### The problem:
The whole listing is to be given again without alteration, except that its pictures are dropped.

### Data provided:

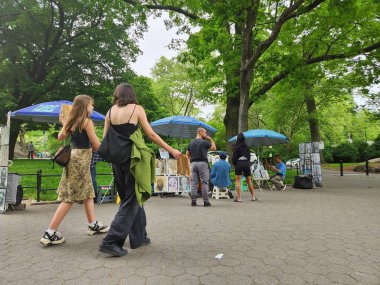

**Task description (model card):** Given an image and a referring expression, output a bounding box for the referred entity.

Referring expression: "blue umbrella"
[151,115,217,139]
[11,100,105,123]
[228,129,289,146]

### Finished exercise:
**Task description (model card):** Given an image and a referring expression, output a bounding box for the referred entity.

Referring expression: "blue umbrella"
[151,115,217,139]
[11,100,105,123]
[228,129,289,146]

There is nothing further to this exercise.